■ GIVEN TEXT:

Later in the Good Mornings interview, Husted said he is in regular contact with the Trump administration about the war — though he did not say whether those talks have included any push for the kind of congressional authorization Tuesday’s resolution would require:

“Well, in my- I’m in my Senate office right now, so I’m not going to talk about politics, but I can talk about timing, and that is the sense that, yeah, I believe that this could be something that’s resolved soon, but I don’t know that Chris, like that’s why we’re going to have a conversation. I’m going to continue to have conversations, weekly conversations with the administration, urging them to articulate the plan to the American people and to resolve this quickly.”

The Tuesday appearances mark a notable shift after weeks in which Ohio’s two Republican senators were characterized as “mum” on the war in earlier TiffinOhio.net coverage. Senate roll call records show Husted voted against the previous war powers attempt on May 13, part of a consistent pattern of opposing every such resolution since the conflict began.

Political stakes

Husted, the former lieutenant governor under Gov. Mike DeWine, was appointed to the Senate in January 2025 to fill the seat vacated by JD Vance when Vance became vice president. He faces former U.S. Sen. Sherrod Brown in a November special election. Brown has made the war’s economic and human costs a centerpiece of his campaign.

“It’s clear this war is hurting people financially and in other ways. There’s no end in sight,” Brown said at an Austintown campaign stop earlier this month, according to the Tribune Chronicle. “(Republicans) have no idea how to end this war. They didn’t plan anything. Husted hasn’t raised one voice against this war or any idea about how to end it.”

The war powers resolution Husted opposed Tuesday now awaits a final passage vote in the Senate, the timing of which has not been announced.

■ LISTING:
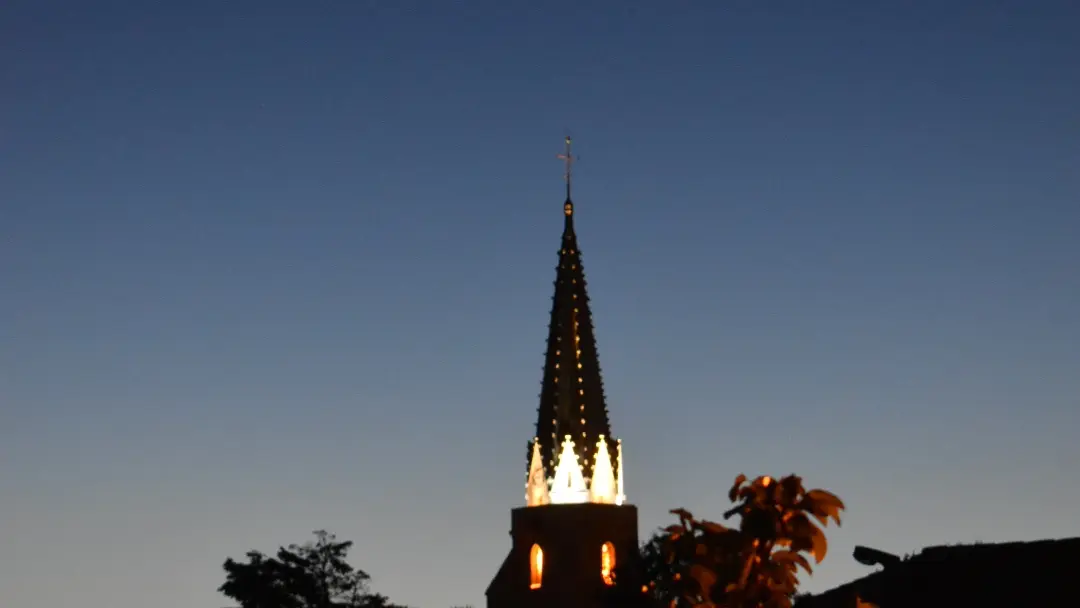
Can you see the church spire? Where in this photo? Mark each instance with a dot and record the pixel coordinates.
(571, 396)
(568, 159)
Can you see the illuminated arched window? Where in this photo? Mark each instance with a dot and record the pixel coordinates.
(536, 567)
(607, 563)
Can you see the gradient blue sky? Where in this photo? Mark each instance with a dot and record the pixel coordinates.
(270, 267)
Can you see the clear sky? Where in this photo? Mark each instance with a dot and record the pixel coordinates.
(269, 267)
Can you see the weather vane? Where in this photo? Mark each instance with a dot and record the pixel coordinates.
(568, 159)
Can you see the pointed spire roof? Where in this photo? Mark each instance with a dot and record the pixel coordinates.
(571, 396)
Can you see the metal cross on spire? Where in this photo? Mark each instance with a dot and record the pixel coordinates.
(568, 159)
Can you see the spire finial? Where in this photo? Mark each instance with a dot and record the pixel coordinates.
(568, 159)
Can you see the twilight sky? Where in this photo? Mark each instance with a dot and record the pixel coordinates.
(269, 267)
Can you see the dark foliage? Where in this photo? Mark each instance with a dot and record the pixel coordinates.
(314, 575)
(755, 565)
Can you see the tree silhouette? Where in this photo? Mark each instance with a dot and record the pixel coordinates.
(698, 563)
(314, 575)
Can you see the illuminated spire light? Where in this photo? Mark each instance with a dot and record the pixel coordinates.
(568, 486)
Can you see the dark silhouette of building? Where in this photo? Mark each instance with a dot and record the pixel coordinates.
(575, 543)
(1037, 573)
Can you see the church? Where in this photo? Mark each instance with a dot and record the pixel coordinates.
(575, 542)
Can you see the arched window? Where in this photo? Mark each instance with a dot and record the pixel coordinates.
(607, 563)
(536, 566)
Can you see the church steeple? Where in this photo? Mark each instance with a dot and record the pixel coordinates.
(571, 397)
(575, 542)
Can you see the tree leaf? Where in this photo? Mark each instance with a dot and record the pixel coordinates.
(713, 527)
(820, 545)
(792, 557)
(824, 503)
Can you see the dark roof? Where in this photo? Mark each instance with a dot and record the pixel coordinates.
(1007, 573)
(571, 394)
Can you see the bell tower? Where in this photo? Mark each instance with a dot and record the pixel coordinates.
(575, 542)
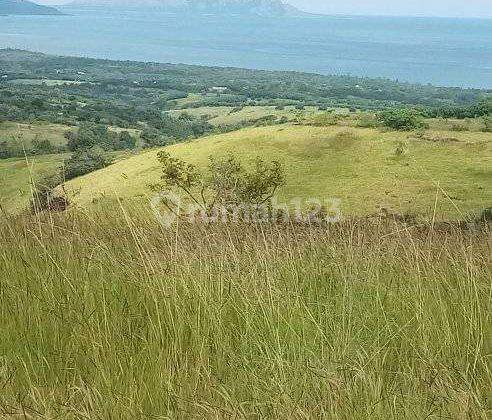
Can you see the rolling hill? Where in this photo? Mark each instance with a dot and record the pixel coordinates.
(24, 7)
(362, 167)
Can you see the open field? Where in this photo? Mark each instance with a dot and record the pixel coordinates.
(442, 175)
(26, 133)
(16, 176)
(106, 315)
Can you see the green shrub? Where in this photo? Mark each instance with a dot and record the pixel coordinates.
(85, 161)
(401, 119)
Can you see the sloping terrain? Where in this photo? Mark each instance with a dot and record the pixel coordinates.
(445, 173)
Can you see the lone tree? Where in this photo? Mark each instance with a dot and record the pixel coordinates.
(226, 182)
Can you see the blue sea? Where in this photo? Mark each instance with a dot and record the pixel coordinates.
(440, 51)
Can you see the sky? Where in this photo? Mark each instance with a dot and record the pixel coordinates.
(451, 8)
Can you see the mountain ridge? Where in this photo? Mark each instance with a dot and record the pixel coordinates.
(255, 7)
(25, 7)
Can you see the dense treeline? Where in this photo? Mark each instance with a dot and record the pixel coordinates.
(133, 87)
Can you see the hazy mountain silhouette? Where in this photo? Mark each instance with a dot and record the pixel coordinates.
(257, 7)
(24, 7)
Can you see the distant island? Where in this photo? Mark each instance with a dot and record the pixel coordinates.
(248, 7)
(25, 7)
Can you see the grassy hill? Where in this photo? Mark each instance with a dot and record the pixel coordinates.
(17, 175)
(445, 172)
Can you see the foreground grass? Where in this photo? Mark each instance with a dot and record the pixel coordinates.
(113, 317)
(445, 175)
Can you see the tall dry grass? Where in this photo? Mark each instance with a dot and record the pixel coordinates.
(110, 316)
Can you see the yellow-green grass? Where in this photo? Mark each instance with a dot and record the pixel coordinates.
(444, 175)
(17, 176)
(26, 133)
(105, 315)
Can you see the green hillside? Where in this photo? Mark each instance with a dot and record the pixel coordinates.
(367, 169)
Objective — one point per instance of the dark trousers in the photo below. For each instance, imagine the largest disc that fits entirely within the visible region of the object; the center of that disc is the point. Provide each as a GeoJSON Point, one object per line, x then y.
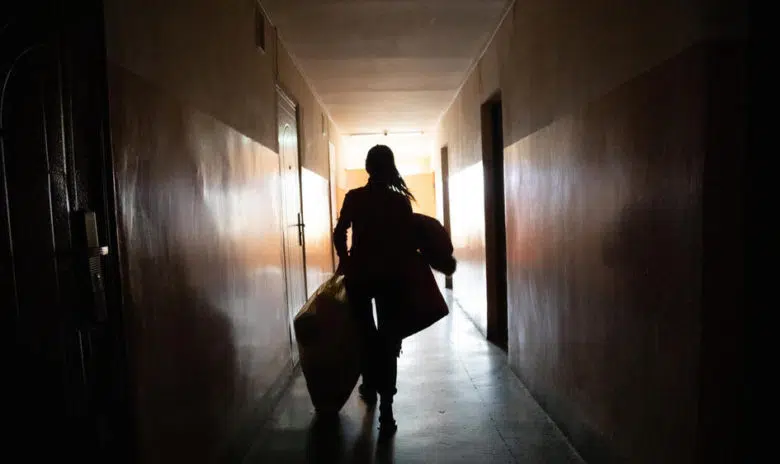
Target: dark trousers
{"type": "Point", "coordinates": [380, 347]}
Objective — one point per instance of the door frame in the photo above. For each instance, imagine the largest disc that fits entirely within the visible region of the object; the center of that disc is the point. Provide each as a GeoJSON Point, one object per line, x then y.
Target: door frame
{"type": "Point", "coordinates": [444, 161]}
{"type": "Point", "coordinates": [284, 95]}
{"type": "Point", "coordinates": [491, 120]}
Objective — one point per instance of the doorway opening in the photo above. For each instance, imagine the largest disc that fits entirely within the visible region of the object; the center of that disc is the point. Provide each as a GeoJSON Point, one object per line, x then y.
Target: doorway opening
{"type": "Point", "coordinates": [495, 226]}
{"type": "Point", "coordinates": [445, 194]}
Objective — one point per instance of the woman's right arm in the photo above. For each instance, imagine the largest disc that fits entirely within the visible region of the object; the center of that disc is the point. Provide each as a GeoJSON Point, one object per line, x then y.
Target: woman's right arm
{"type": "Point", "coordinates": [340, 232]}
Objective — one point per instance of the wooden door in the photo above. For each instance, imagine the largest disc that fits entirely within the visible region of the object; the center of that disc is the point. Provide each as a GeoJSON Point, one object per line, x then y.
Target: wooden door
{"type": "Point", "coordinates": [65, 372]}
{"type": "Point", "coordinates": [294, 228]}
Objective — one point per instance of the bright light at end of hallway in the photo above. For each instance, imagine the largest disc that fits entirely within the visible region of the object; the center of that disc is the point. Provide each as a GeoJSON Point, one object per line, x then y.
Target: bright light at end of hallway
{"type": "Point", "coordinates": [412, 150]}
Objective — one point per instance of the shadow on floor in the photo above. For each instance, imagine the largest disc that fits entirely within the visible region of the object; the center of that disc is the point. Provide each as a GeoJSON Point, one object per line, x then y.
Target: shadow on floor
{"type": "Point", "coordinates": [458, 403]}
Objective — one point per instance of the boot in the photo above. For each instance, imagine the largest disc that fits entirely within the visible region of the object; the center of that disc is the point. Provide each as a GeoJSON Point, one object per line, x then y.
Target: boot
{"type": "Point", "coordinates": [387, 425]}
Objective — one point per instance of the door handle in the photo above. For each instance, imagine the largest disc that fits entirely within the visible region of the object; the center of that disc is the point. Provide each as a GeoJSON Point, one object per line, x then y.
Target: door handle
{"type": "Point", "coordinates": [300, 225]}
{"type": "Point", "coordinates": [92, 272]}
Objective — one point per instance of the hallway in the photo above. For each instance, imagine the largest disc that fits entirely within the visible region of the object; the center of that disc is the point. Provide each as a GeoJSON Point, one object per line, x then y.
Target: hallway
{"type": "Point", "coordinates": [457, 402]}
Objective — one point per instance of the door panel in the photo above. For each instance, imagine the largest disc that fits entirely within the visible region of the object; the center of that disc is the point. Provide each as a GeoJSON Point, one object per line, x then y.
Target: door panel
{"type": "Point", "coordinates": [293, 224]}
{"type": "Point", "coordinates": [57, 390]}
{"type": "Point", "coordinates": [36, 244]}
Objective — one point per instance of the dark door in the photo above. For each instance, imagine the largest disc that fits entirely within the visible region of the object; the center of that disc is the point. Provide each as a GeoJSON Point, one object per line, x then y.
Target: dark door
{"type": "Point", "coordinates": [64, 381]}
{"type": "Point", "coordinates": [445, 187]}
{"type": "Point", "coordinates": [495, 227]}
{"type": "Point", "coordinates": [292, 215]}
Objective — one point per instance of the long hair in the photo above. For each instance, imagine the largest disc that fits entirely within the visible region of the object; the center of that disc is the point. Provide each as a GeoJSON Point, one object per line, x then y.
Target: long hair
{"type": "Point", "coordinates": [380, 164]}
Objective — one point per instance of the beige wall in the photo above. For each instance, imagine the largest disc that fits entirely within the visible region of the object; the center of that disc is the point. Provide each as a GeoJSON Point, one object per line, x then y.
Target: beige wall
{"type": "Point", "coordinates": [586, 87]}
{"type": "Point", "coordinates": [194, 133]}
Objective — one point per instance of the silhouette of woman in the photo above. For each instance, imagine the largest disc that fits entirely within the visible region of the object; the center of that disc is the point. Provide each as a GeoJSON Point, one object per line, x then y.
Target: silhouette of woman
{"type": "Point", "coordinates": [380, 215]}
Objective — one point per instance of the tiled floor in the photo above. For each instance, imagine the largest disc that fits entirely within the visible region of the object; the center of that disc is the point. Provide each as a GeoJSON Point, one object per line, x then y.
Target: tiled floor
{"type": "Point", "coordinates": [457, 402]}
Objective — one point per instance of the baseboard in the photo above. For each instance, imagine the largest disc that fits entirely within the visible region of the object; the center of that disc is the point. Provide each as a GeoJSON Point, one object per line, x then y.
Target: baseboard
{"type": "Point", "coordinates": [592, 446]}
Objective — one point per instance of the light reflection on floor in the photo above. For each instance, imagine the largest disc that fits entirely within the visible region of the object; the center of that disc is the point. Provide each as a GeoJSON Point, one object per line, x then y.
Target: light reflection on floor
{"type": "Point", "coordinates": [457, 402]}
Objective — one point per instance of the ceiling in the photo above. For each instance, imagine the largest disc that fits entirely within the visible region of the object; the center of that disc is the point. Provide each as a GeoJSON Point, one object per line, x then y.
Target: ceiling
{"type": "Point", "coordinates": [381, 65]}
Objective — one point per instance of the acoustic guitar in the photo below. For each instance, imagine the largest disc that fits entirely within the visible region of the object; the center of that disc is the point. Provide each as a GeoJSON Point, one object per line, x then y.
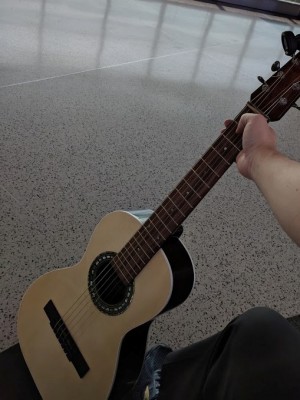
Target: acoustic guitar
{"type": "Point", "coordinates": [83, 329]}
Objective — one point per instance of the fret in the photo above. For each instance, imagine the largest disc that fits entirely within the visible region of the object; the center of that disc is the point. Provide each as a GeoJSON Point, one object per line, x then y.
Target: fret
{"type": "Point", "coordinates": [210, 168]}
{"type": "Point", "coordinates": [157, 230]}
{"type": "Point", "coordinates": [182, 200]}
{"type": "Point", "coordinates": [202, 180]}
{"type": "Point", "coordinates": [220, 155]}
{"type": "Point", "coordinates": [191, 187]}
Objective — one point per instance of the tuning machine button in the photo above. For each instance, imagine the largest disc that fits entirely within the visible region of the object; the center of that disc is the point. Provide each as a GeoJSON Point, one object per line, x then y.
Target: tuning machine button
{"type": "Point", "coordinates": [275, 66]}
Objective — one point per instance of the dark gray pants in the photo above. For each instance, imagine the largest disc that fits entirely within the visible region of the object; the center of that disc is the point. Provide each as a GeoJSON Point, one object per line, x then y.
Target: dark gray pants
{"type": "Point", "coordinates": [257, 357]}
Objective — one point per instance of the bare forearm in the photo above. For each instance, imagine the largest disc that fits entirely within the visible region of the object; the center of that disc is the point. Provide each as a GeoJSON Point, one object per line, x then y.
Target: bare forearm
{"type": "Point", "coordinates": [278, 178]}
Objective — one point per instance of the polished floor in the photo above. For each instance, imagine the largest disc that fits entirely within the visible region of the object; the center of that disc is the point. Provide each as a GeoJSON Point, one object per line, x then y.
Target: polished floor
{"type": "Point", "coordinates": [104, 105]}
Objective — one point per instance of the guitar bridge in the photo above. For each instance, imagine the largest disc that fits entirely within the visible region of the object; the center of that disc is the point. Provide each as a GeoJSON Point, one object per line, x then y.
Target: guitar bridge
{"type": "Point", "coordinates": [66, 340]}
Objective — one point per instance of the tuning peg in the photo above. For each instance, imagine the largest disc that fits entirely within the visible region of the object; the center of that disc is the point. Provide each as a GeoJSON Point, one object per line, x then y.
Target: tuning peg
{"type": "Point", "coordinates": [275, 66]}
{"type": "Point", "coordinates": [261, 79]}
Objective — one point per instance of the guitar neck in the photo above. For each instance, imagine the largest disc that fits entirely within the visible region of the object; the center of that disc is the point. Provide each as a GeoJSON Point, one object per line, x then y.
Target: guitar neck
{"type": "Point", "coordinates": [180, 203]}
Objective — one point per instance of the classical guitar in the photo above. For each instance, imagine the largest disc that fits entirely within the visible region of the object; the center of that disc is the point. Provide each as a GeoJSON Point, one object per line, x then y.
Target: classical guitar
{"type": "Point", "coordinates": [83, 330]}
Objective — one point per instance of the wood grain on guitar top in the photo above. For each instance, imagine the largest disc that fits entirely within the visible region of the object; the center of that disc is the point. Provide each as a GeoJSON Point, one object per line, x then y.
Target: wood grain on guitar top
{"type": "Point", "coordinates": [97, 335]}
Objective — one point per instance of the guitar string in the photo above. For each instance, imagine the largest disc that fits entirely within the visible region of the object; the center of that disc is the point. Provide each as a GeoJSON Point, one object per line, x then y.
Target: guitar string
{"type": "Point", "coordinates": [92, 309]}
{"type": "Point", "coordinates": [107, 286]}
{"type": "Point", "coordinates": [227, 139]}
{"type": "Point", "coordinates": [276, 83]}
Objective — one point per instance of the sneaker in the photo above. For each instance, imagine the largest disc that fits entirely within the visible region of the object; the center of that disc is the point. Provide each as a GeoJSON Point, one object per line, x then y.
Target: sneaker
{"type": "Point", "coordinates": [148, 383]}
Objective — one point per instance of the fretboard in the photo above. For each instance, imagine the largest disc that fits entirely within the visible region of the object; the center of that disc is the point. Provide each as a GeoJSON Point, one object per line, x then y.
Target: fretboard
{"type": "Point", "coordinates": [166, 219]}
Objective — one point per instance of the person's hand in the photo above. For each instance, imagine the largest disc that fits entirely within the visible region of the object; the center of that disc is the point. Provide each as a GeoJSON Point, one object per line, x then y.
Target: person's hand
{"type": "Point", "coordinates": [259, 141]}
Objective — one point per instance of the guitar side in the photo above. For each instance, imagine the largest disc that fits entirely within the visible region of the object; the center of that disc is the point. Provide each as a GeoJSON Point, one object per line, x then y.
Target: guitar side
{"type": "Point", "coordinates": [98, 335]}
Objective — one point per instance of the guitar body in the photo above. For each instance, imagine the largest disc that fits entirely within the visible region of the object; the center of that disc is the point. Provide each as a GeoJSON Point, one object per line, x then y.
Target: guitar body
{"type": "Point", "coordinates": [104, 338]}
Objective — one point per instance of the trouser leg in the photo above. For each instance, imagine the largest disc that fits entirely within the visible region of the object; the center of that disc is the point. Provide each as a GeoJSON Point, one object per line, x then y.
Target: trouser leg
{"type": "Point", "coordinates": [257, 357]}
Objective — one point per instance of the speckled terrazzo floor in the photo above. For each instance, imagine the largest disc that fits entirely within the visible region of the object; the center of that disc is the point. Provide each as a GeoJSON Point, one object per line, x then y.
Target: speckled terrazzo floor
{"type": "Point", "coordinates": [105, 105]}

■ OBJECTIVES:
[1] From the article on Husted, extract the passage between "Political stakes" and "of his campaign.", inclusive.
[2] Condense the paragraph of the article on Husted that begins "Husted, the former lieutenant governor" into a bulleted list that keeps its main facts.
[3] According to the article on Husted, on what date did he vote against the previous war powers attempt?

■ RESULTS BY TASK:
[1]
Political stakes

Husted, the former lieutenant governor under Gov. Mike DeWine, was appointed to the Senate in January 2025 to fill the seat vacated by JD Vance when Vance became vice president. He faces former U.S. Sen. Sherrod Brown in a November special election. Brown has made the war’s economic and human costs a centerpiece of his campaign.

[2]
- Husted was lieutenant governor under Gov. Mike DeWine.
- He was appointed to the Senate in January 2025, filling the seat JD Vance vacated on becoming vice president.
- In a November special election he faces former U.S. Sen. Sherrod Brown.
- Brown's campaign centers on the war's economic and human costs.

[3] May 13.